Please transcribe, word for word, the line containing "would you mind finding the bowl interior" and every line after it through the end of the records below, and nothing else.

(SOURCE INFORMATION begins)

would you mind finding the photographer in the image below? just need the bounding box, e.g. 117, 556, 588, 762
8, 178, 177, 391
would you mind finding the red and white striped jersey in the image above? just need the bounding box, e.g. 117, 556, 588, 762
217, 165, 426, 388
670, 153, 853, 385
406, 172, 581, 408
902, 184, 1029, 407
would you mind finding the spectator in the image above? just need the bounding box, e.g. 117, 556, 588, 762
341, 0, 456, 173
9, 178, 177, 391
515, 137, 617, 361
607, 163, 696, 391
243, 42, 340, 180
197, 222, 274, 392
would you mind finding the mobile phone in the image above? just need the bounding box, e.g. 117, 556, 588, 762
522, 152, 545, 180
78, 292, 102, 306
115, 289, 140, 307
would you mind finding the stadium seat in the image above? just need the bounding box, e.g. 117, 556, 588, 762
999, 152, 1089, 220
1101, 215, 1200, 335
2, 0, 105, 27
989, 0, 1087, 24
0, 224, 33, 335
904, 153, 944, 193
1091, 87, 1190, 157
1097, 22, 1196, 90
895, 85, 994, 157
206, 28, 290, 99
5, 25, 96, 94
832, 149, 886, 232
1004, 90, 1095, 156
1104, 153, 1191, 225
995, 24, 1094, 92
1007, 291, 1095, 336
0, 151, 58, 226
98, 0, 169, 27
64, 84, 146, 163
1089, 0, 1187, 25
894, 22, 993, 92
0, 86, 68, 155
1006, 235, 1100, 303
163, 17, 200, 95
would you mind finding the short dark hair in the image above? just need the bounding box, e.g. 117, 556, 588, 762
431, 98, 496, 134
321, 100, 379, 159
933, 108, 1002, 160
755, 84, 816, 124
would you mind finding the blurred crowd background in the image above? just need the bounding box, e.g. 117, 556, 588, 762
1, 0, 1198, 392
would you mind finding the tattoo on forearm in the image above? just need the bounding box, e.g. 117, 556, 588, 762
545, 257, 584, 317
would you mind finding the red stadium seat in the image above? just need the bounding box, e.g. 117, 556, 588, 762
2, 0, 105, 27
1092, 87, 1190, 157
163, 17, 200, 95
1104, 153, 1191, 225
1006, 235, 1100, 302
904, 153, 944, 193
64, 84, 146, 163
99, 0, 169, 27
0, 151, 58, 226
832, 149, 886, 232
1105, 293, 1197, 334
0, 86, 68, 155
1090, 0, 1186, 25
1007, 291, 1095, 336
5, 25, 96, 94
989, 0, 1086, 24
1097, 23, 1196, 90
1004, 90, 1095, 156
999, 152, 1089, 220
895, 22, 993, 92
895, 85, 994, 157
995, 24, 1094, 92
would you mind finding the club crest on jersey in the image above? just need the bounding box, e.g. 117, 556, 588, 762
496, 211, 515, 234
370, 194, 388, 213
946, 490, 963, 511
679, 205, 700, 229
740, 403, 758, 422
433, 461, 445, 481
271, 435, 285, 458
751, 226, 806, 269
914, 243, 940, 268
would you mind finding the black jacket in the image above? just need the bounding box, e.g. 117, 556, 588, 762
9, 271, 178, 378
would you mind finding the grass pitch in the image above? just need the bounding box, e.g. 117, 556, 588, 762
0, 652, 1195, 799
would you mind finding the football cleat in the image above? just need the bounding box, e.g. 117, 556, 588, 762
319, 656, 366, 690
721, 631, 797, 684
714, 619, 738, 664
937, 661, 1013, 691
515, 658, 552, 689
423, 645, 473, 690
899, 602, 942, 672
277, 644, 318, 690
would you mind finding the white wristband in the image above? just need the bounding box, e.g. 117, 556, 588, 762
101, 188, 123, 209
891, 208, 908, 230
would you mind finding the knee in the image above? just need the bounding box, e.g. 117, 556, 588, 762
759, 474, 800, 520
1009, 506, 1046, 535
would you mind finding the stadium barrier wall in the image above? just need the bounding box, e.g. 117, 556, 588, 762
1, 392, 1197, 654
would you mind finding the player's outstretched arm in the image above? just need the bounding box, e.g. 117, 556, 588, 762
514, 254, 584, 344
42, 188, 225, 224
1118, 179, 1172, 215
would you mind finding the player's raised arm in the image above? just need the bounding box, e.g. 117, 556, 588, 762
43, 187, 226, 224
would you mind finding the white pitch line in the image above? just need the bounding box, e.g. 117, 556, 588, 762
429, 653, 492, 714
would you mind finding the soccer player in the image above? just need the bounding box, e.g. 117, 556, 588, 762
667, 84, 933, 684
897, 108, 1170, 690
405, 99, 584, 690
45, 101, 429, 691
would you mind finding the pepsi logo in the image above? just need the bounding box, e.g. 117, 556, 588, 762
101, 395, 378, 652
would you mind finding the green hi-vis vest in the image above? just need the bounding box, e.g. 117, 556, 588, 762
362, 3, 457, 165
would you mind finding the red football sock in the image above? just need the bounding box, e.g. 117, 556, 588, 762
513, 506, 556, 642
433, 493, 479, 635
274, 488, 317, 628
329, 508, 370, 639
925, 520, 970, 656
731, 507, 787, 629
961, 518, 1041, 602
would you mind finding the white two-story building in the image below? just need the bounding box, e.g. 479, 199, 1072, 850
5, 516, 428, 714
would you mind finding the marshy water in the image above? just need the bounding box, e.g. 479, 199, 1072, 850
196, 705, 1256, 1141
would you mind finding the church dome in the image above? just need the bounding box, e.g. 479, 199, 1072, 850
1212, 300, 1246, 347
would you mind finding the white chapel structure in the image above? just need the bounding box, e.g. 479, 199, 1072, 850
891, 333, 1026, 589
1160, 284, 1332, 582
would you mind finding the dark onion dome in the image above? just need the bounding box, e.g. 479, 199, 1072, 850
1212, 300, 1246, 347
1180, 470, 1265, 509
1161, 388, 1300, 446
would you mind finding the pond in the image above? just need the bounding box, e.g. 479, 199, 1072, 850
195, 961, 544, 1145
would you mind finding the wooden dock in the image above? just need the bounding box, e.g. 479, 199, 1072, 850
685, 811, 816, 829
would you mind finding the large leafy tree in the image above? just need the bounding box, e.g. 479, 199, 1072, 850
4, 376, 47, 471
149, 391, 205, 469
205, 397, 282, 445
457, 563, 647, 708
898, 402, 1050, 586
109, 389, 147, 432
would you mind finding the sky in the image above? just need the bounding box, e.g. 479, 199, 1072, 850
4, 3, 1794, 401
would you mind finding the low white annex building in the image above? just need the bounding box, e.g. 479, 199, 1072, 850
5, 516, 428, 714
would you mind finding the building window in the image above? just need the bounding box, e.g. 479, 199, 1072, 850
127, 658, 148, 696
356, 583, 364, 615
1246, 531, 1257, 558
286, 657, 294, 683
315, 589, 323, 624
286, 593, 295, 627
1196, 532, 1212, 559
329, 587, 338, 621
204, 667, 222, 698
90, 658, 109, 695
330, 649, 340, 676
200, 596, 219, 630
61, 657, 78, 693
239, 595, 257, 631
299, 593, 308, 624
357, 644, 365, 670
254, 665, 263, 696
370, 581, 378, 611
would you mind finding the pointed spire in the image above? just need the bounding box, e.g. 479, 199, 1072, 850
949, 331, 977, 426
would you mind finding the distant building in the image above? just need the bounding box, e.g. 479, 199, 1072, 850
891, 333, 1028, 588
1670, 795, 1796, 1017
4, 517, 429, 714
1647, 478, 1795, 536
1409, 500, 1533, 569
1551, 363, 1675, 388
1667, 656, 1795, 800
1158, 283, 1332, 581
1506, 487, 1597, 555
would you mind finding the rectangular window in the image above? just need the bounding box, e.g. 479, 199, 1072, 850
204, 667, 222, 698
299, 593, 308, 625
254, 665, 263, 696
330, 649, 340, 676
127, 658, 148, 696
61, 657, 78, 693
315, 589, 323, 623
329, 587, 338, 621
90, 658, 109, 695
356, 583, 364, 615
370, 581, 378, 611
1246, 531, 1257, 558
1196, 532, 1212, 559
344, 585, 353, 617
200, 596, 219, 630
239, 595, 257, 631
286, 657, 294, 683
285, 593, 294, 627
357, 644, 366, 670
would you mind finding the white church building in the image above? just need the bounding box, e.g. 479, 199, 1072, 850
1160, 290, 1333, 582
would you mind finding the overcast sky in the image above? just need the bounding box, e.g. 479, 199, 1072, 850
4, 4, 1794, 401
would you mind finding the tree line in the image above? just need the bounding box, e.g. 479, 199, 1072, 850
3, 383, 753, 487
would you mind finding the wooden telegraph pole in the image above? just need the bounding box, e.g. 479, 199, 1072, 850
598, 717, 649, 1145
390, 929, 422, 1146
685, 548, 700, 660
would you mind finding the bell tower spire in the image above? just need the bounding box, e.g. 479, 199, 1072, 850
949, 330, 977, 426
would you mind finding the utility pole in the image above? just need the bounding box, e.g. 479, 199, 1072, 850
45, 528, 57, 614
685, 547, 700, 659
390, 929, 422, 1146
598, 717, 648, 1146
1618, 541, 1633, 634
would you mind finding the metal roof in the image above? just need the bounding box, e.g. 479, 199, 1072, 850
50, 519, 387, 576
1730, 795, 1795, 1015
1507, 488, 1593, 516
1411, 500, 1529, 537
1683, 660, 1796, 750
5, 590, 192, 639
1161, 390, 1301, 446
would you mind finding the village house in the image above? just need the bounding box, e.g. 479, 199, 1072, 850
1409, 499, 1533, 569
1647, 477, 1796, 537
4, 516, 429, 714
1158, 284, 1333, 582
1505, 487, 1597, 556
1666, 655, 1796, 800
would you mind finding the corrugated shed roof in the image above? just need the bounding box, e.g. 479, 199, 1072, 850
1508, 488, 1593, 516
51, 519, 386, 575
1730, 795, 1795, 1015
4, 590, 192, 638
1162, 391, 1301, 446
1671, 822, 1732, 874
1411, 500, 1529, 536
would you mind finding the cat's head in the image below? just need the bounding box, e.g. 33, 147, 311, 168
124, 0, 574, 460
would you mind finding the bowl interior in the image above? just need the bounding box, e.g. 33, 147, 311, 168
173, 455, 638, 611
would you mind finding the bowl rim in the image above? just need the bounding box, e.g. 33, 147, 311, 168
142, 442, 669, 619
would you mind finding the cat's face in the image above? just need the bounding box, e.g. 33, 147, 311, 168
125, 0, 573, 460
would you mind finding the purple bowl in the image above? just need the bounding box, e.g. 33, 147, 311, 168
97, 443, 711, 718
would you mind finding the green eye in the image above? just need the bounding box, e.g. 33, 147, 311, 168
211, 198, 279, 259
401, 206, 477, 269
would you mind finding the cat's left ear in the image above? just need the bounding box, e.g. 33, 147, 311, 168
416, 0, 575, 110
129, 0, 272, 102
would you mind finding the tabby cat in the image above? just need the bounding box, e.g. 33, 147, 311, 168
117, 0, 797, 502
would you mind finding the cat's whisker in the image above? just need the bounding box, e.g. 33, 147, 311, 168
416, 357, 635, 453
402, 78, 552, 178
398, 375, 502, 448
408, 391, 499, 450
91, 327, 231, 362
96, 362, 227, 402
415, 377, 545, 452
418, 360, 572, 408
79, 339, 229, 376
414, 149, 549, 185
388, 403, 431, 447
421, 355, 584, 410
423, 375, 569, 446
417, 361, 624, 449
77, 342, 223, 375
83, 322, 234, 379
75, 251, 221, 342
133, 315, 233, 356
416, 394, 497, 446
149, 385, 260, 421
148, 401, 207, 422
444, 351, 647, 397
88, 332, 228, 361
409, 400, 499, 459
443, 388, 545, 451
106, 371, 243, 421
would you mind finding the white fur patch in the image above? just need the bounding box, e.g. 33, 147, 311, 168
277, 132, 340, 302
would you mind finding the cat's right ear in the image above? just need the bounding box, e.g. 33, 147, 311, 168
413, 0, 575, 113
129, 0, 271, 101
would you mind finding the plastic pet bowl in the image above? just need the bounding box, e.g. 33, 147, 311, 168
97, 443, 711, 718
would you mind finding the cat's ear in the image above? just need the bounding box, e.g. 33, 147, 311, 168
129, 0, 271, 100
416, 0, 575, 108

(SOURCE INFORMATION ends)

TASK RESULT:
would you mind finding the bowl interior in the image above? just need the bounding box, e.g. 33, 147, 311, 168
173, 455, 638, 611
would you mind finding the bowl rim in the image above? just need the bounding box, e.g. 33, 147, 311, 168
142, 442, 669, 619
would you mind finding the cat's face in the image above? just need the bounding box, e.g. 33, 147, 311, 168
125, 0, 573, 460
would you mind finding the purple bowl in the image above? just need the bounding box, e.g. 33, 147, 311, 168
97, 443, 711, 718
would you mind finding the green eye in the image above? just need the bounding box, e.g. 33, 147, 311, 168
211, 198, 279, 259
401, 206, 477, 269
would you mind finding the cat's left ear in the image above? just need the bounding box, e.g. 33, 147, 311, 168
416, 0, 575, 110
129, 0, 272, 102
would you mind finding the tabby cat in the image above? just need the bounding box, e.g. 33, 147, 311, 168
117, 0, 797, 502
would you mind finding the cat's whisker in the image above? just need the bounding box, e.g. 33, 147, 311, 168
416, 357, 635, 453
402, 78, 552, 178
398, 375, 502, 448
408, 391, 499, 450
91, 327, 231, 362
96, 362, 227, 402
415, 377, 545, 452
418, 360, 572, 408
79, 339, 229, 376
414, 149, 549, 185
388, 403, 431, 447
421, 355, 584, 410
423, 375, 569, 446
417, 361, 624, 449
77, 342, 223, 375
83, 322, 234, 379
75, 251, 221, 342
133, 315, 233, 356
416, 394, 497, 446
149, 385, 260, 421
148, 401, 207, 422
444, 351, 647, 397
88, 332, 228, 361
409, 400, 499, 459
443, 388, 545, 451
106, 371, 243, 421
would you mind finding the white fur patch in the image above? just need the bounding box, e.g. 33, 147, 311, 168
277, 132, 340, 302
would you mind finding the cat's right ear in the image above? just need the bounding box, e.g. 33, 147, 311, 168
413, 0, 575, 113
129, 0, 271, 101
would you mind finding the plastic pet bowl in the image above? just need the bounding box, e.g. 33, 147, 311, 168
97, 443, 711, 718
would you mind finding the cat's ear in the image above? just need the bounding box, e.g. 33, 147, 311, 168
129, 0, 271, 100
416, 0, 575, 108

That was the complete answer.